[Aim of the exercise] Recast every line of the items below as a Markdown table with two columns, "Row" for the row number and "Line" for the line itself, skipping blank lines. Leave the pictures out of the table.

[Source records]
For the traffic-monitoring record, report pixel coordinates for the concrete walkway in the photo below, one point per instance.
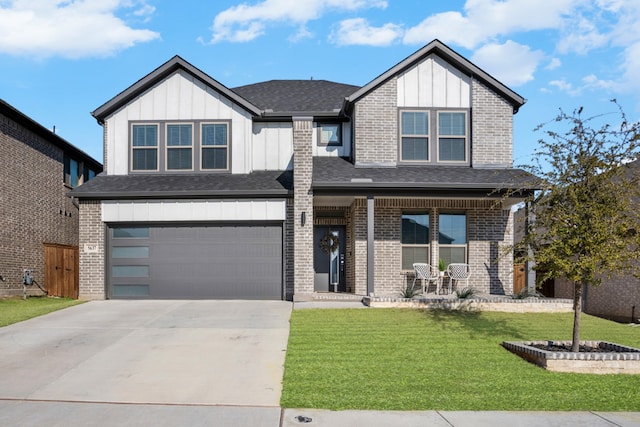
(195, 363)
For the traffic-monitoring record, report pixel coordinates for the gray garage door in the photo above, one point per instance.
(196, 262)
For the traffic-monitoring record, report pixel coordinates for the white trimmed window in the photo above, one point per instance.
(415, 239)
(179, 147)
(214, 146)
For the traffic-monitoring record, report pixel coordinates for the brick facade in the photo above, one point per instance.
(491, 128)
(34, 207)
(92, 250)
(489, 233)
(376, 126)
(303, 205)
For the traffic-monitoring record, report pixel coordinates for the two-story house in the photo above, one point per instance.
(38, 221)
(283, 189)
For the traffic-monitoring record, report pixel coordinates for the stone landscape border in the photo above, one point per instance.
(618, 360)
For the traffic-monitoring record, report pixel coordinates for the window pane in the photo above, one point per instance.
(145, 136)
(415, 148)
(214, 134)
(415, 229)
(145, 159)
(415, 123)
(453, 229)
(130, 271)
(130, 252)
(330, 134)
(131, 232)
(214, 158)
(179, 158)
(179, 135)
(414, 254)
(452, 254)
(452, 124)
(452, 149)
(130, 291)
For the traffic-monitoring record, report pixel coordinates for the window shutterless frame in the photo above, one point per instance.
(214, 146)
(452, 136)
(329, 134)
(414, 135)
(179, 146)
(144, 153)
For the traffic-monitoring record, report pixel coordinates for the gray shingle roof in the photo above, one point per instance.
(297, 96)
(334, 173)
(256, 184)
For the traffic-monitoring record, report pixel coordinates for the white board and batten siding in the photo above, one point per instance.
(179, 97)
(272, 146)
(114, 211)
(433, 83)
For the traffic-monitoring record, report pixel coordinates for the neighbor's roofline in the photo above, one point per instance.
(26, 121)
(174, 64)
(452, 57)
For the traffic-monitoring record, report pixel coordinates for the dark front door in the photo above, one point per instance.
(329, 258)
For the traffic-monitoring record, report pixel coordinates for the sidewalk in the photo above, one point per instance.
(75, 414)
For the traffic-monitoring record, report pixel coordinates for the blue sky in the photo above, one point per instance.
(61, 59)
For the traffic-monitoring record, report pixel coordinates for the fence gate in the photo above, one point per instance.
(61, 265)
(519, 281)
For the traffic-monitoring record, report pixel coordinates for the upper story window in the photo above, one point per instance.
(452, 136)
(180, 146)
(414, 138)
(76, 172)
(330, 134)
(215, 146)
(144, 154)
(429, 135)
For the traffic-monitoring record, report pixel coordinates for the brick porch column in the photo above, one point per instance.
(303, 208)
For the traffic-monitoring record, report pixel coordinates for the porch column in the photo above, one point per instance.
(302, 208)
(370, 244)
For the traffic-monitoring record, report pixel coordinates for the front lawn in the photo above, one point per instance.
(403, 359)
(14, 310)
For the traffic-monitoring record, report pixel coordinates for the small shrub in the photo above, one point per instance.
(526, 293)
(465, 293)
(410, 291)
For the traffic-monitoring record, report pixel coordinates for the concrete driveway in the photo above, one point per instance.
(149, 352)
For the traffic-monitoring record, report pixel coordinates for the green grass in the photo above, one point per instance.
(16, 309)
(394, 359)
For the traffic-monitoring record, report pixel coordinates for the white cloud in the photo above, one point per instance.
(72, 29)
(553, 64)
(511, 63)
(247, 22)
(357, 31)
(484, 20)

[The solution]
| Row | Line |
|---|---|
| 1 | For the traffic-monitoring record, report pixel coordinates for the concrete walkway in the photo below, one point per instance. |
| 2 | (195, 363) |
| 3 | For the traffic-monitoring record, report pixel coordinates for the gray garage door in the photo above, one point per instance. |
| 4 | (196, 262) |
| 5 | For the traffic-monitoring record, report pixel coordinates for the white trimmed window in the photo above, one point per instance. |
| 6 | (415, 239) |
| 7 | (179, 147) |
| 8 | (214, 146) |
| 9 | For the traffic-monitoring record, report pixel coordinates for the brick facade in the photo above, one point per instance. |
| 10 | (491, 128) |
| 11 | (34, 207) |
| 12 | (92, 250) |
| 13 | (489, 233) |
| 14 | (376, 126) |
| 15 | (303, 205) |
| 16 | For the traffic-monitoring record, report pixel coordinates for the two-story house in the photo above, one point per instance. |
| 17 | (38, 221) |
| 18 | (283, 189) |
| 19 | For the traffic-monitoring record, report pixel coordinates for the stone landscape border in the photo above, one point per instance. |
| 20 | (618, 360) |
| 21 | For the traffic-monitoring record, report pixel coordinates for the window pane in the photo above, one point per instance. |
| 22 | (145, 136) |
| 23 | (415, 148) |
| 24 | (214, 134) |
| 25 | (415, 229) |
| 26 | (145, 159) |
| 27 | (415, 123) |
| 28 | (453, 229) |
| 29 | (130, 271) |
| 30 | (130, 252) |
| 31 | (330, 134) |
| 32 | (131, 232) |
| 33 | (214, 158) |
| 34 | (179, 158) |
| 35 | (179, 135) |
| 36 | (414, 254) |
| 37 | (452, 254) |
| 38 | (452, 124) |
| 39 | (452, 149) |
| 40 | (130, 291) |
| 41 | For the traffic-monitoring record, report pixel coordinates for the window shutterless frame in the photo above, one point per instance. |
| 42 | (214, 146) |
| 43 | (452, 136) |
| 44 | (329, 134) |
| 45 | (414, 135) |
| 46 | (179, 146) |
| 47 | (144, 153) |
| 48 | For the traffic-monitoring record, report pixel coordinates for the gray shingle roof in the photo above, one point per instance. |
| 49 | (297, 96) |
| 50 | (334, 173) |
| 51 | (256, 184) |
| 52 | For the traffic-monitoring record, report pixel coordinates for the white board and batten siding in the photo above, one point per instance. |
| 53 | (179, 97) |
| 54 | (272, 146) |
| 55 | (114, 211) |
| 56 | (433, 83) |
| 57 | For the traffic-monitoring record, report pixel coordinates for the neighbor's roofline in the photo above, one point per instance. |
| 58 | (26, 121) |
| 59 | (174, 64) |
| 60 | (452, 57) |
| 61 | For the traffic-monitoring record, report pixel coordinates for the dark front door in the photo above, one point per instance. |
| 62 | (329, 258) |
| 63 | For the traffic-monitoring record, report pixel coordinates for the sidewalk in the photo above, one point per instance. |
| 64 | (75, 414) |
| 65 | For the traffic-monitoring record, report pixel coordinates for the blue sky in the photo above, one point per instance. |
| 66 | (61, 59) |
| 67 | For the traffic-monitoring record, report pixel coordinates for the fence gate in the photo above, one point per instance. |
| 68 | (61, 265) |
| 69 | (519, 281) |
| 70 | For the traffic-monitoring record, report pixel coordinates for the upper story window in the photo above, one point per instance. |
| 71 | (452, 136) |
| 72 | (180, 146) |
| 73 | (414, 138) |
| 74 | (76, 172) |
| 75 | (330, 134) |
| 76 | (215, 146) |
| 77 | (144, 154) |
| 78 | (429, 135) |
| 79 | For the traffic-monitoring record, report pixel coordinates for the brick porch column in the photo above, one point per instance. |
| 80 | (303, 208) |
| 81 | For the traffic-monitoring record, report pixel coordinates for the porch column in the photo above, one point per instance. |
| 82 | (302, 208) |
| 83 | (370, 244) |
| 84 | For the traffic-monitoring record, report pixel coordinates for the front lawn in the photo above, one point per instance. |
| 85 | (403, 359) |
| 86 | (14, 310) |
| 87 | For the traffic-monitoring record, report pixel coordinates for the small shrub in the photo above, one point per instance. |
| 88 | (526, 293) |
| 89 | (465, 293) |
| 90 | (410, 291) |
| 91 | For the traffic-monitoring record, report pixel coordinates for the concrete driveway in the photo above, one point per instance. |
| 92 | (149, 352) |
| 93 | For the traffic-monitoring record, report pixel coordinates for the green grass in the photo above, one point per instance. |
| 94 | (16, 309) |
| 95 | (394, 359) |
| 96 | For the traffic-monitoring record, report pixel coordinates for the white cloud in the photo above, one point per instance. |
| 97 | (72, 29) |
| 98 | (553, 64) |
| 99 | (511, 63) |
| 100 | (247, 22) |
| 101 | (357, 31) |
| 102 | (484, 20) |